### WHAT TO WORK ON
Find "Place a marker on the flower" in the material below, then copy that line and every subsequent line to the end, exactly.

### RECORDS TO USE
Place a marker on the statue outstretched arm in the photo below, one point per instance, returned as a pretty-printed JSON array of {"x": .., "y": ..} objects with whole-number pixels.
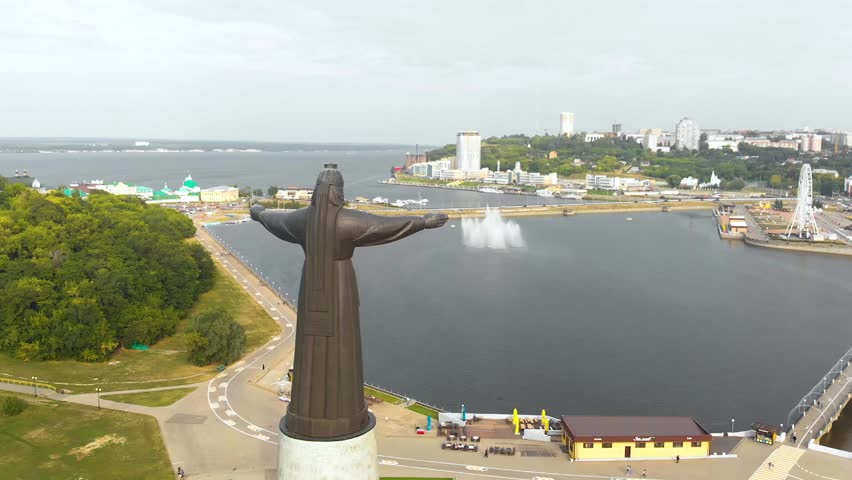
[
  {"x": 288, "y": 226},
  {"x": 378, "y": 230}
]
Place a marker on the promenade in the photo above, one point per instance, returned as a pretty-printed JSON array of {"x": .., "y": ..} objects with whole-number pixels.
[{"x": 812, "y": 416}]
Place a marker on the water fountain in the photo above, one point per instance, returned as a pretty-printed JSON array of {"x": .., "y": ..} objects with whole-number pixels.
[{"x": 491, "y": 232}]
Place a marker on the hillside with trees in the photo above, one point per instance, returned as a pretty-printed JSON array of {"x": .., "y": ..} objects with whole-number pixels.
[
  {"x": 767, "y": 166},
  {"x": 80, "y": 277}
]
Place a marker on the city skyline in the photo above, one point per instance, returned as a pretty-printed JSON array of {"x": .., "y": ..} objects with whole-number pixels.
[{"x": 380, "y": 73}]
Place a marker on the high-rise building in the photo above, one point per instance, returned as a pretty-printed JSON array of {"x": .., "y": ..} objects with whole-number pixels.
[
  {"x": 468, "y": 147},
  {"x": 566, "y": 124},
  {"x": 687, "y": 134}
]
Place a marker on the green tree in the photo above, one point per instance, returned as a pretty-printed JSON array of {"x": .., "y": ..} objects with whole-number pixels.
[
  {"x": 674, "y": 180},
  {"x": 214, "y": 336},
  {"x": 775, "y": 181}
]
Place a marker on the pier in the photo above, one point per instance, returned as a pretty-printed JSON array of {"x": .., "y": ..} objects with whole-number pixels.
[{"x": 813, "y": 416}]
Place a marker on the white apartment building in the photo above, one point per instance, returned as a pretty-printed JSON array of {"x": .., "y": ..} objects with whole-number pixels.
[
  {"x": 566, "y": 124},
  {"x": 687, "y": 134},
  {"x": 468, "y": 150},
  {"x": 430, "y": 169},
  {"x": 603, "y": 182}
]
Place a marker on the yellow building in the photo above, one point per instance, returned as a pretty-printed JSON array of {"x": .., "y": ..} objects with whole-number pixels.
[
  {"x": 220, "y": 194},
  {"x": 616, "y": 438}
]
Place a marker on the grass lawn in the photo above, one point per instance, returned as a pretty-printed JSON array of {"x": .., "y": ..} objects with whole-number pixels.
[
  {"x": 387, "y": 397},
  {"x": 157, "y": 398},
  {"x": 424, "y": 410},
  {"x": 63, "y": 440},
  {"x": 166, "y": 363}
]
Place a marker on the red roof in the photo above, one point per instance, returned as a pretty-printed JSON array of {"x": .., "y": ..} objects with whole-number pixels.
[{"x": 629, "y": 428}]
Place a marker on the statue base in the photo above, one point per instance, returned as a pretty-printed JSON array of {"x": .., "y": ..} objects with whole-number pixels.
[{"x": 353, "y": 458}]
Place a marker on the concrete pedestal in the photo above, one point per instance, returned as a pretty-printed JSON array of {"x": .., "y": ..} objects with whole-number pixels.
[{"x": 353, "y": 458}]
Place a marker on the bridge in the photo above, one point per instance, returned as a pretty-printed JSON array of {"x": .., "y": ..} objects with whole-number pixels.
[{"x": 813, "y": 416}]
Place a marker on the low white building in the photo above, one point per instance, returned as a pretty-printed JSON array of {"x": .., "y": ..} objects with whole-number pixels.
[
  {"x": 604, "y": 182},
  {"x": 294, "y": 194},
  {"x": 689, "y": 182}
]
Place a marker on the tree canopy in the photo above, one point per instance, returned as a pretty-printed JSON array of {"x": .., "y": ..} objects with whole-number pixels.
[
  {"x": 214, "y": 336},
  {"x": 80, "y": 277}
]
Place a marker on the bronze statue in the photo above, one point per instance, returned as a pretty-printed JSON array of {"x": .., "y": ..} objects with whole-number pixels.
[{"x": 327, "y": 399}]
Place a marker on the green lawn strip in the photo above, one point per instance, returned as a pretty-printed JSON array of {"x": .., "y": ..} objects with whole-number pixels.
[
  {"x": 387, "y": 397},
  {"x": 65, "y": 440},
  {"x": 165, "y": 364},
  {"x": 424, "y": 410},
  {"x": 157, "y": 398}
]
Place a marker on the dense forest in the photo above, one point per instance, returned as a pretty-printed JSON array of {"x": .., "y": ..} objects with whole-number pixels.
[
  {"x": 80, "y": 277},
  {"x": 766, "y": 166}
]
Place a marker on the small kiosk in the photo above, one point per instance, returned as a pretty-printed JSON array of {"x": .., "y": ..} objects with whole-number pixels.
[{"x": 765, "y": 433}]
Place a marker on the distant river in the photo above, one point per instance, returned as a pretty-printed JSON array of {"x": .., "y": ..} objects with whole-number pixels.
[
  {"x": 361, "y": 169},
  {"x": 597, "y": 315}
]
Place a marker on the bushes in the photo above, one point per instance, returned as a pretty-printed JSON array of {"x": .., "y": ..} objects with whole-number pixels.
[
  {"x": 79, "y": 277},
  {"x": 214, "y": 336},
  {"x": 11, "y": 406}
]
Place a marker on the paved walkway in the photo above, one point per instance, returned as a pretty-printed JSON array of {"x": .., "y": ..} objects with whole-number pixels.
[
  {"x": 779, "y": 464},
  {"x": 823, "y": 410}
]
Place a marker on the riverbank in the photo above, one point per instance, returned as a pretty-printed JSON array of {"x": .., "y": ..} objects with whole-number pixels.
[
  {"x": 827, "y": 248},
  {"x": 555, "y": 210}
]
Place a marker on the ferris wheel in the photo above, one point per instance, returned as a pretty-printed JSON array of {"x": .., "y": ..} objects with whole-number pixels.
[{"x": 803, "y": 221}]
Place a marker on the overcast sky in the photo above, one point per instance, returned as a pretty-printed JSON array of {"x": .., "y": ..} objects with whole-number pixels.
[{"x": 417, "y": 71}]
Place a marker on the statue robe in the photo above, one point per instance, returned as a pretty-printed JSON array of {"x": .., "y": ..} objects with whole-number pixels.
[{"x": 328, "y": 395}]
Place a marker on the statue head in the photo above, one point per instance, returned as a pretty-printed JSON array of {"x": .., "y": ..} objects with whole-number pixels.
[{"x": 329, "y": 187}]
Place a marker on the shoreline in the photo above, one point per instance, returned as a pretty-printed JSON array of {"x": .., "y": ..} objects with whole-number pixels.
[{"x": 827, "y": 249}]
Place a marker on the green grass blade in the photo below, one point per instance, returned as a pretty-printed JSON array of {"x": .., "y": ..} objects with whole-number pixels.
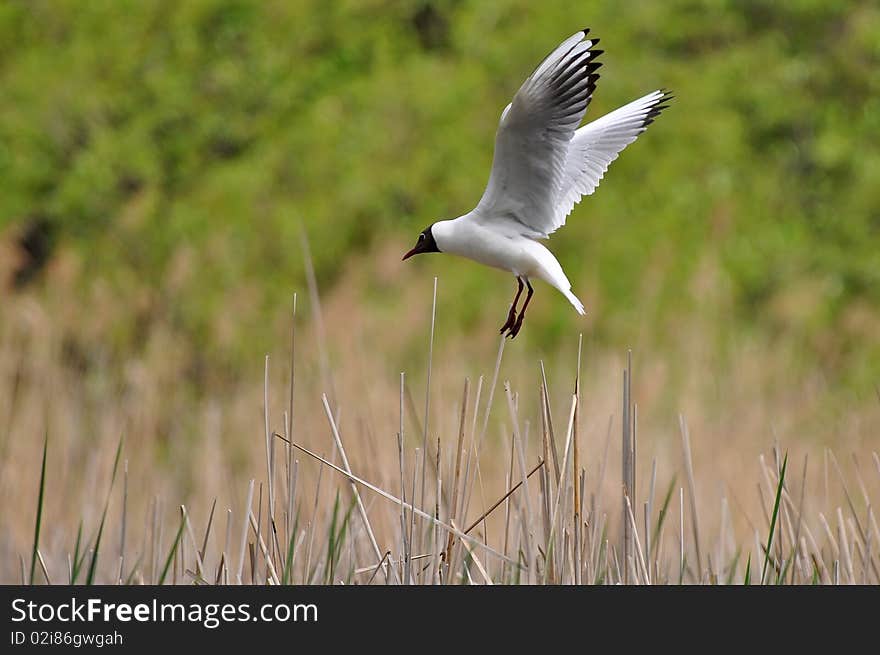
[
  {"x": 39, "y": 521},
  {"x": 663, "y": 510},
  {"x": 93, "y": 565},
  {"x": 78, "y": 558},
  {"x": 773, "y": 518}
]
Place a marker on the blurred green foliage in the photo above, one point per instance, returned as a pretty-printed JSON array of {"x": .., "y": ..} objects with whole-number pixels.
[{"x": 222, "y": 128}]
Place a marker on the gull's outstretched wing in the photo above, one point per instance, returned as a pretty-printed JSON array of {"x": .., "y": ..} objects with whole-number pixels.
[
  {"x": 597, "y": 144},
  {"x": 532, "y": 142}
]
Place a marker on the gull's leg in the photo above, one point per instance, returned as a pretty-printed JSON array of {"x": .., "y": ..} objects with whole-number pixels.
[
  {"x": 511, "y": 315},
  {"x": 522, "y": 313}
]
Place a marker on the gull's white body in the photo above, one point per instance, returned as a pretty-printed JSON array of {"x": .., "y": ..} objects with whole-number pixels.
[
  {"x": 521, "y": 255},
  {"x": 543, "y": 165}
]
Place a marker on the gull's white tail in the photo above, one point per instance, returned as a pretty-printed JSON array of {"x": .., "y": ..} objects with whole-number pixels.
[{"x": 573, "y": 299}]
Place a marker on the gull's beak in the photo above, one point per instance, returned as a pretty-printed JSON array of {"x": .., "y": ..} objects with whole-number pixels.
[{"x": 415, "y": 251}]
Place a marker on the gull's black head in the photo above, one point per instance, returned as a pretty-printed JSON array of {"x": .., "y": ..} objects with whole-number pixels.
[{"x": 425, "y": 244}]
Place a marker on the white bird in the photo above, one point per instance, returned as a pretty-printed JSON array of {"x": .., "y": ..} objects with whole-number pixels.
[{"x": 543, "y": 165}]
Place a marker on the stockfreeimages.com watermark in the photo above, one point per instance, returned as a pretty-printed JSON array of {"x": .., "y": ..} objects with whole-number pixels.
[{"x": 209, "y": 615}]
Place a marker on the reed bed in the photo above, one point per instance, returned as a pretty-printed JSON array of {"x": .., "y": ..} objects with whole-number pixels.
[{"x": 503, "y": 488}]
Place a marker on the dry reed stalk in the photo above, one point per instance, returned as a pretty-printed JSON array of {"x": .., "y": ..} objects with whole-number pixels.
[
  {"x": 360, "y": 505},
  {"x": 448, "y": 557}
]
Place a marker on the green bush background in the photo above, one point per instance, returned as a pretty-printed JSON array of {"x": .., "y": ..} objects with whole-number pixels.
[{"x": 224, "y": 129}]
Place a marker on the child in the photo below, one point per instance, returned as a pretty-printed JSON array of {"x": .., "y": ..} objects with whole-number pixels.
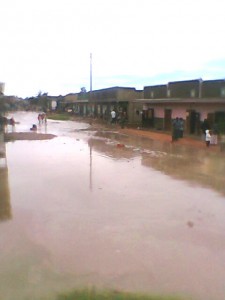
[{"x": 207, "y": 137}]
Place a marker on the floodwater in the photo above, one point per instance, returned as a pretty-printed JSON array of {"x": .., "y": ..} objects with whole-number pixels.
[{"x": 79, "y": 210}]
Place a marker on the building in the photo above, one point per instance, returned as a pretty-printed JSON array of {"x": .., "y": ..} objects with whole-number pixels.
[{"x": 193, "y": 100}]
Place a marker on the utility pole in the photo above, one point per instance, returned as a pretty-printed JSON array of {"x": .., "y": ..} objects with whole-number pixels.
[{"x": 90, "y": 72}]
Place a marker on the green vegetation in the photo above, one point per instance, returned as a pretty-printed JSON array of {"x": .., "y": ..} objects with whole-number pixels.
[
  {"x": 59, "y": 116},
  {"x": 92, "y": 294}
]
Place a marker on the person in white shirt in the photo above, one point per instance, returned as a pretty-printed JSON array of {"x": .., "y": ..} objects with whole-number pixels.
[{"x": 113, "y": 117}]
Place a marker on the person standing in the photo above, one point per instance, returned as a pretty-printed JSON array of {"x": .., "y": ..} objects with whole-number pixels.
[
  {"x": 113, "y": 117},
  {"x": 181, "y": 127},
  {"x": 175, "y": 130},
  {"x": 207, "y": 137}
]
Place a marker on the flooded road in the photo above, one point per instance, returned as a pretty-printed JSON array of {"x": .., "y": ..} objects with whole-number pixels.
[{"x": 85, "y": 210}]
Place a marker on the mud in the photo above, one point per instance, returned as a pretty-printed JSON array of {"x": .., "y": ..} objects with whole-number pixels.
[{"x": 107, "y": 209}]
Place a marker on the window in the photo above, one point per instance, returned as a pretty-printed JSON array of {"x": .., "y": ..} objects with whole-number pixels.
[{"x": 192, "y": 93}]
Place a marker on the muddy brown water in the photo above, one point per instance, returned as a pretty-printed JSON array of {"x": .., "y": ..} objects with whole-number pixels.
[{"x": 82, "y": 210}]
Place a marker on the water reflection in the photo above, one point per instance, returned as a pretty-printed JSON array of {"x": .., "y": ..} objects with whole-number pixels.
[
  {"x": 5, "y": 207},
  {"x": 181, "y": 162}
]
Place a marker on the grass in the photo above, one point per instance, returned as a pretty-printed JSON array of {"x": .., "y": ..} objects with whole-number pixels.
[{"x": 92, "y": 294}]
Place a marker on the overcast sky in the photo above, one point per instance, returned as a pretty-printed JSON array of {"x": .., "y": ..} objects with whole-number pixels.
[{"x": 46, "y": 44}]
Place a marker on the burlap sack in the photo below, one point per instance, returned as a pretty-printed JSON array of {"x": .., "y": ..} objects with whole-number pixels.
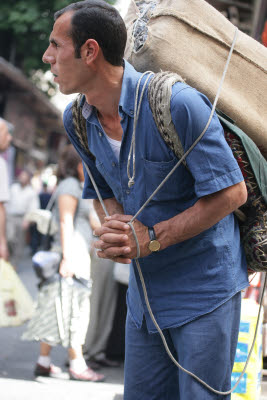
[{"x": 192, "y": 38}]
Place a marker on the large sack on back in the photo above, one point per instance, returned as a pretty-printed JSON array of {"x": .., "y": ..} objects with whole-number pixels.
[{"x": 192, "y": 38}]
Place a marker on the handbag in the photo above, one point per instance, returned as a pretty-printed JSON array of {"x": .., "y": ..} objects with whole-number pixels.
[
  {"x": 16, "y": 305},
  {"x": 46, "y": 262}
]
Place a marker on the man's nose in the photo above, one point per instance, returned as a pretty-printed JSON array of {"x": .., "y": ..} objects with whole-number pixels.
[{"x": 48, "y": 58}]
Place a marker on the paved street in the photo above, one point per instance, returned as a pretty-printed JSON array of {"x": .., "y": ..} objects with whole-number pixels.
[{"x": 17, "y": 360}]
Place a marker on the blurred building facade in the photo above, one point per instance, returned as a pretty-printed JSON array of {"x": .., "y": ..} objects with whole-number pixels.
[{"x": 38, "y": 128}]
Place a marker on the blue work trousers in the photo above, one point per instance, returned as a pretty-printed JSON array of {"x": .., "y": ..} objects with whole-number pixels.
[{"x": 205, "y": 346}]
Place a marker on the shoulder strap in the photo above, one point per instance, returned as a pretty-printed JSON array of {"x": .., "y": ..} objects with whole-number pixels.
[
  {"x": 159, "y": 97},
  {"x": 79, "y": 123}
]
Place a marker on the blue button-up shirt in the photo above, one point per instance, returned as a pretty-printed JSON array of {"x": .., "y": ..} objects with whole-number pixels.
[{"x": 191, "y": 278}]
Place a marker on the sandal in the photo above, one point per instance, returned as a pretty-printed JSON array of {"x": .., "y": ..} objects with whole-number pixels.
[{"x": 87, "y": 375}]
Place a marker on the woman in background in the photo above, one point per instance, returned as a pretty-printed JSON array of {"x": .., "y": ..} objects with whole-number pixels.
[{"x": 66, "y": 324}]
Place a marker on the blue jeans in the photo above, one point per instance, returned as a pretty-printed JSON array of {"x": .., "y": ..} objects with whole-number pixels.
[{"x": 205, "y": 346}]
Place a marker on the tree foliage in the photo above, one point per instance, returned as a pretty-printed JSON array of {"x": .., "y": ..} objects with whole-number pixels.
[{"x": 25, "y": 26}]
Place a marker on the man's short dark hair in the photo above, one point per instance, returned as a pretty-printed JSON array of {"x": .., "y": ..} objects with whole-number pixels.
[{"x": 98, "y": 20}]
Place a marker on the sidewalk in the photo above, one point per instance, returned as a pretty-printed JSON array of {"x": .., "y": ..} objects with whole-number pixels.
[{"x": 17, "y": 360}]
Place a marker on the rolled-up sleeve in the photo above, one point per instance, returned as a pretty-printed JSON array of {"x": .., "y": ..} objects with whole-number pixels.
[
  {"x": 88, "y": 190},
  {"x": 211, "y": 162}
]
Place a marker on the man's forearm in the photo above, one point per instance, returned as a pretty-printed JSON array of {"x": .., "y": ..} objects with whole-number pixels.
[{"x": 112, "y": 206}]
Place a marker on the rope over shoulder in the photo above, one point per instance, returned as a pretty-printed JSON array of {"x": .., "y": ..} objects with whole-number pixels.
[
  {"x": 160, "y": 89},
  {"x": 79, "y": 123}
]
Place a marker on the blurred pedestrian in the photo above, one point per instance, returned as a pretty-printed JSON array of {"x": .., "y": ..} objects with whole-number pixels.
[
  {"x": 23, "y": 199},
  {"x": 103, "y": 304},
  {"x": 5, "y": 140},
  {"x": 36, "y": 236},
  {"x": 73, "y": 241}
]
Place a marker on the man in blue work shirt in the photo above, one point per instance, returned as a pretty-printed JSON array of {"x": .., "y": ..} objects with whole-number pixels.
[{"x": 190, "y": 253}]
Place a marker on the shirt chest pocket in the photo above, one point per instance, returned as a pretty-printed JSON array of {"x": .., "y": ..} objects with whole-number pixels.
[
  {"x": 111, "y": 179},
  {"x": 173, "y": 188}
]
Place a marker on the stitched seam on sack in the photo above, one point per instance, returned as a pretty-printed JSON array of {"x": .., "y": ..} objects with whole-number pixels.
[{"x": 168, "y": 13}]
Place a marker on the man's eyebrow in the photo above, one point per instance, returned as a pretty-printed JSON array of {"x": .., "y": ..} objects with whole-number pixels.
[{"x": 52, "y": 41}]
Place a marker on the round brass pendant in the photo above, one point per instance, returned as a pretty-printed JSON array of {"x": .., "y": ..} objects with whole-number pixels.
[{"x": 154, "y": 245}]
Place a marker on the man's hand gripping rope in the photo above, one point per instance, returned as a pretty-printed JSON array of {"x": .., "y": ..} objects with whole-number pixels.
[{"x": 120, "y": 240}]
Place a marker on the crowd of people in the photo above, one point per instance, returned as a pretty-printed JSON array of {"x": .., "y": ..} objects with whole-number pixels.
[
  {"x": 185, "y": 244},
  {"x": 89, "y": 312}
]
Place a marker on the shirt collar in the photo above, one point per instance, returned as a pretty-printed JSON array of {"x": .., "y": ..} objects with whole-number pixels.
[{"x": 126, "y": 103}]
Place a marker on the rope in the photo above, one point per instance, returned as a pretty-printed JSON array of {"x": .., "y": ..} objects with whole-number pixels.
[
  {"x": 136, "y": 116},
  {"x": 131, "y": 182}
]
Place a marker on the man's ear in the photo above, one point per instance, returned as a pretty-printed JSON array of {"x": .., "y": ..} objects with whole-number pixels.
[{"x": 90, "y": 50}]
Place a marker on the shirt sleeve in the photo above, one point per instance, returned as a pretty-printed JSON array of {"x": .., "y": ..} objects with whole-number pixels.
[
  {"x": 211, "y": 162},
  {"x": 88, "y": 190}
]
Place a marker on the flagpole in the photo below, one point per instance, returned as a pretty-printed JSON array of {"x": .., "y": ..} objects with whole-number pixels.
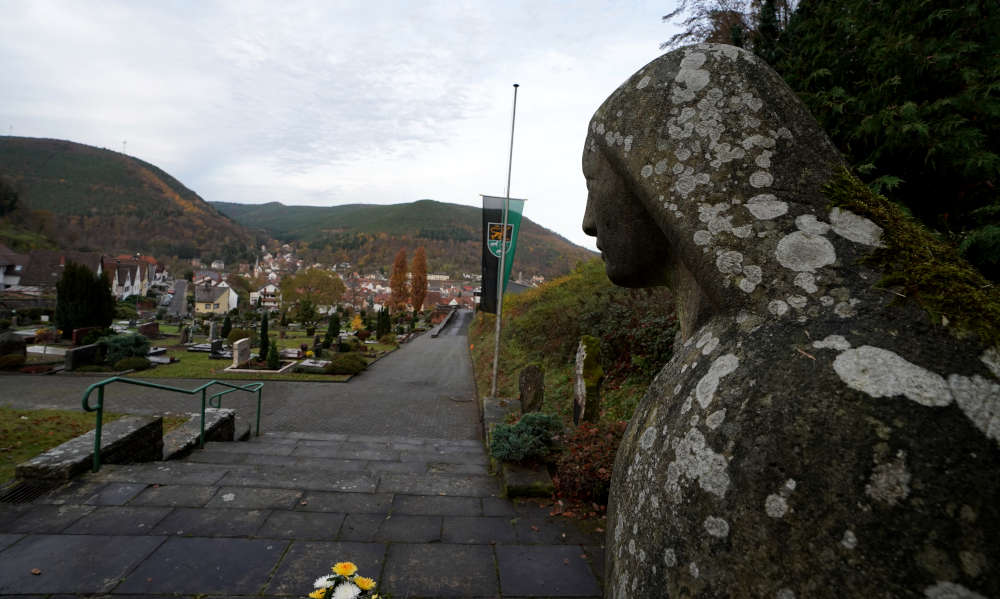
[{"x": 503, "y": 251}]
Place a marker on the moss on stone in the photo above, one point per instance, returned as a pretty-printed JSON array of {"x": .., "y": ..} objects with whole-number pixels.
[{"x": 920, "y": 265}]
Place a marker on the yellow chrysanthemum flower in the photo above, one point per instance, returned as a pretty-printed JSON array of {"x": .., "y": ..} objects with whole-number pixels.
[{"x": 344, "y": 568}]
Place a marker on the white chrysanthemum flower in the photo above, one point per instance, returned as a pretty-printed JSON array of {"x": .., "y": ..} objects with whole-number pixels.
[{"x": 348, "y": 590}]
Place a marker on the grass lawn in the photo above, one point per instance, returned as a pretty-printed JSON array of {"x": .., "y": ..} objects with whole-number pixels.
[
  {"x": 27, "y": 433},
  {"x": 198, "y": 365}
]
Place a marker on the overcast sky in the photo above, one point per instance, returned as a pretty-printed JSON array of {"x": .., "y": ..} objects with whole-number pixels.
[{"x": 333, "y": 102}]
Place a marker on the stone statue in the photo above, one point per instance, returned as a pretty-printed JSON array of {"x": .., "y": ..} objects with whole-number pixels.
[{"x": 816, "y": 433}]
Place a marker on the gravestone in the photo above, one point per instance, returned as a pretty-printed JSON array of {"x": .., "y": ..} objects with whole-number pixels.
[
  {"x": 241, "y": 353},
  {"x": 587, "y": 381},
  {"x": 531, "y": 385},
  {"x": 821, "y": 430},
  {"x": 150, "y": 330}
]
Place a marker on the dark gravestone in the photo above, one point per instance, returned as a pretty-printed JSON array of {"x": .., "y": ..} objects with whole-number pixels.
[
  {"x": 12, "y": 344},
  {"x": 150, "y": 330},
  {"x": 531, "y": 385},
  {"x": 83, "y": 355},
  {"x": 81, "y": 333},
  {"x": 815, "y": 432},
  {"x": 587, "y": 381}
]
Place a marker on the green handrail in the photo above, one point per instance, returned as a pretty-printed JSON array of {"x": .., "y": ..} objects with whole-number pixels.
[{"x": 215, "y": 401}]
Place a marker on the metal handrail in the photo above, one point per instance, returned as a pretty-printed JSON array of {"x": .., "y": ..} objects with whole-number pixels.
[{"x": 215, "y": 401}]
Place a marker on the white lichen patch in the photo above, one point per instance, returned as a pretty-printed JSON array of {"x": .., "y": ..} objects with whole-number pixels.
[
  {"x": 881, "y": 373},
  {"x": 890, "y": 481},
  {"x": 849, "y": 540},
  {"x": 694, "y": 460},
  {"x": 777, "y": 307},
  {"x": 804, "y": 252},
  {"x": 648, "y": 438},
  {"x": 761, "y": 178},
  {"x": 775, "y": 506},
  {"x": 855, "y": 228},
  {"x": 766, "y": 206},
  {"x": 837, "y": 342},
  {"x": 717, "y": 527},
  {"x": 722, "y": 366},
  {"x": 806, "y": 281},
  {"x": 950, "y": 590},
  {"x": 669, "y": 558},
  {"x": 714, "y": 420},
  {"x": 979, "y": 400}
]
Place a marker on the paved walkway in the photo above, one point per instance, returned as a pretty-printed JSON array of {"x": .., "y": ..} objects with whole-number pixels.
[{"x": 264, "y": 518}]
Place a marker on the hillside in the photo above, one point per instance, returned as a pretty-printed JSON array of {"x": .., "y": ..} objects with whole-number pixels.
[
  {"x": 83, "y": 197},
  {"x": 368, "y": 236}
]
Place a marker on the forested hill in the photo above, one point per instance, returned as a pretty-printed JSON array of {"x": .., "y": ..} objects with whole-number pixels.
[
  {"x": 82, "y": 197},
  {"x": 368, "y": 236}
]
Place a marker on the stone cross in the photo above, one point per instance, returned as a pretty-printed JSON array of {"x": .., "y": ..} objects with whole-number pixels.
[
  {"x": 818, "y": 431},
  {"x": 241, "y": 353},
  {"x": 587, "y": 381}
]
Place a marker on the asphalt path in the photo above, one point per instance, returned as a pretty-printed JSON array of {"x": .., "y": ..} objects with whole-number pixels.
[{"x": 424, "y": 389}]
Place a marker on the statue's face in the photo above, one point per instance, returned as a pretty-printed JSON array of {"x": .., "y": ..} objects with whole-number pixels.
[{"x": 632, "y": 246}]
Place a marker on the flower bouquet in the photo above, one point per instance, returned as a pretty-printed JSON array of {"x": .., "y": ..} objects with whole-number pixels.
[{"x": 344, "y": 583}]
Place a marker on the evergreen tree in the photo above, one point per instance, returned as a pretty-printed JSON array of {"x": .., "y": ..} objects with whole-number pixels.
[
  {"x": 83, "y": 299},
  {"x": 264, "y": 339},
  {"x": 273, "y": 363},
  {"x": 418, "y": 281},
  {"x": 227, "y": 326}
]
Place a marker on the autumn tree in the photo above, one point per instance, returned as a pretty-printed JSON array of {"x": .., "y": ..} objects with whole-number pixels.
[
  {"x": 321, "y": 287},
  {"x": 418, "y": 280},
  {"x": 397, "y": 283}
]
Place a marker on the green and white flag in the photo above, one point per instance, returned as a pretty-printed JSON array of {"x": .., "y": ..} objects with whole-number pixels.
[{"x": 493, "y": 237}]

### EXPECTED ANSWER
Place a marker on the flower bouquet in the photo above, one point per instance, returned as a pretty-printed JSON array of {"x": .., "y": ..} objects with whole-number pixels.
[{"x": 344, "y": 583}]
Place a marker on the evergreen tree in the photo above, one point per instance, returned as a pretty-printed JSON array of {"x": .., "y": ..} objects with whole-number pixels.
[
  {"x": 83, "y": 299},
  {"x": 264, "y": 339},
  {"x": 273, "y": 363},
  {"x": 418, "y": 281},
  {"x": 227, "y": 326}
]
Place a marker on the autumn tree in the photo above, one point per instance, returned as a pretty-printed JSON array of {"x": .., "y": ..} objects with whole-number pixels.
[
  {"x": 321, "y": 287},
  {"x": 418, "y": 280},
  {"x": 397, "y": 283}
]
Place a marker on the green and white flag in the photo above, one point per instance, returned as a pretty-printed JSON array of {"x": .., "y": ..} objects with whole-number pixels.
[{"x": 493, "y": 237}]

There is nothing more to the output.